**WHAT YOU WILL DO**
Repeat word for word the part of the travel text about Split that starts at "As luck would" and stops after "showed her that!".

**TEXT EXCERPT**
Isabel’s note: The few announcements on the bus were in Croatian only so we weren’t always up-to-date on what was going on. No announcements for upcoming stops, for bathroom breaks, just for “passport control.” At the first stop, I followed an older woman off the bus to go to the bathroom. After waiting a few minutes for the older woman to use the only stall, I finally finished and walked out to the bus….leaving! The bus was backing out and I ran up to the driver’s door, frantically waving to get his attention. Don’t worry, Mark was also making a small scene on the bus, telling the non-English speaking drivers that they were missing a passenger. They stopped and let me back on…phew! All worth it though, because that was the only bathroom stop.
Getting off the bus at the Split station, we were just a 10 minute walk from our hotel. Our brief stroll there took us along the harbour and gave us a stunning view, welcoming us to our next stop.
As luck would have it, it turns out that Hotel Slavija is the oldest hotel in Split, whose history can be traced back to the early 17th century! As its website proudly boasts, it is “Protected by the Republic of Croatia as a national cultural heritage [site] … due to its location within the [walls of] Diocletian’s Palace, Hotel Slavija is also protected by UNESCO as an international monument of culture.” You can imagine Isabel’s reaction when I showed her that!
It turns out that having just one full day in Split was really all you need to see the sites. I can see why this place works so well as a stop for the Croatian cruises that pass through, and why this is the perfect place to host Yacht Week come summertime. Coming from Dubrovnik, the streets of Split provided a homogenous aesthetic. Outside of Diocletian’s Palace, there was the Mausoleum, built in the 4th century, the similarly aged Temple of Jupiter, and … not much else. While stunning, central Split doesn’t take much time to explore. And if staying in the city center and not visiting the beaches, then you’ll find yourself repeating laps. Which I was all too happy to do!

**DATA EXTRACT**
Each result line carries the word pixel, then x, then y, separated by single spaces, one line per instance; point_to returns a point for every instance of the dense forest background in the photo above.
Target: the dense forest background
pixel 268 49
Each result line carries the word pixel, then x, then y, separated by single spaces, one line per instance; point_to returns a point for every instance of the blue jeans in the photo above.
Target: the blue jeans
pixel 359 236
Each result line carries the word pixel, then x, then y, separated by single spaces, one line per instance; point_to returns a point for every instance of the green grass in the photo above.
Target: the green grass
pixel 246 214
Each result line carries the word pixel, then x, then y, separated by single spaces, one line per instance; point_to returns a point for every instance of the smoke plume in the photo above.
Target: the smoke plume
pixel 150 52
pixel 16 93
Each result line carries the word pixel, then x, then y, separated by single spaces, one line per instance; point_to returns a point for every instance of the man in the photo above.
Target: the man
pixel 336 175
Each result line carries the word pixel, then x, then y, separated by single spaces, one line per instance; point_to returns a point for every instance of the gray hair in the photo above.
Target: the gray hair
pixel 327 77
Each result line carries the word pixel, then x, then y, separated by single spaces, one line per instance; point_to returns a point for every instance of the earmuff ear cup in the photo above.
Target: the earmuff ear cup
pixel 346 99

---

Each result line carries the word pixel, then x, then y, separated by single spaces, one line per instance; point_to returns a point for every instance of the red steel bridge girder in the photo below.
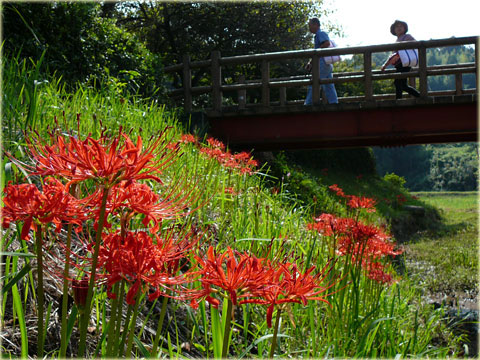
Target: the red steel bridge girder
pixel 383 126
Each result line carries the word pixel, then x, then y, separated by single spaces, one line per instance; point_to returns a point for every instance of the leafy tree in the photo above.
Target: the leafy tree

**THE RESPONSE**
As luck would have it, it turns out that Hotel Slavija is the oldest hotel in Split, whose history can be traced back to the early 17th century! As its website proudly boasts, it is “Protected by the Republic of Croatia as a national cultural heritage [site] … due to its location within the [walls of] Diocletian’s Palace, Hotel Slavija is also protected by UNESCO as an international monument of culture.” You can imagine Isabel’s reaction when I showed her that!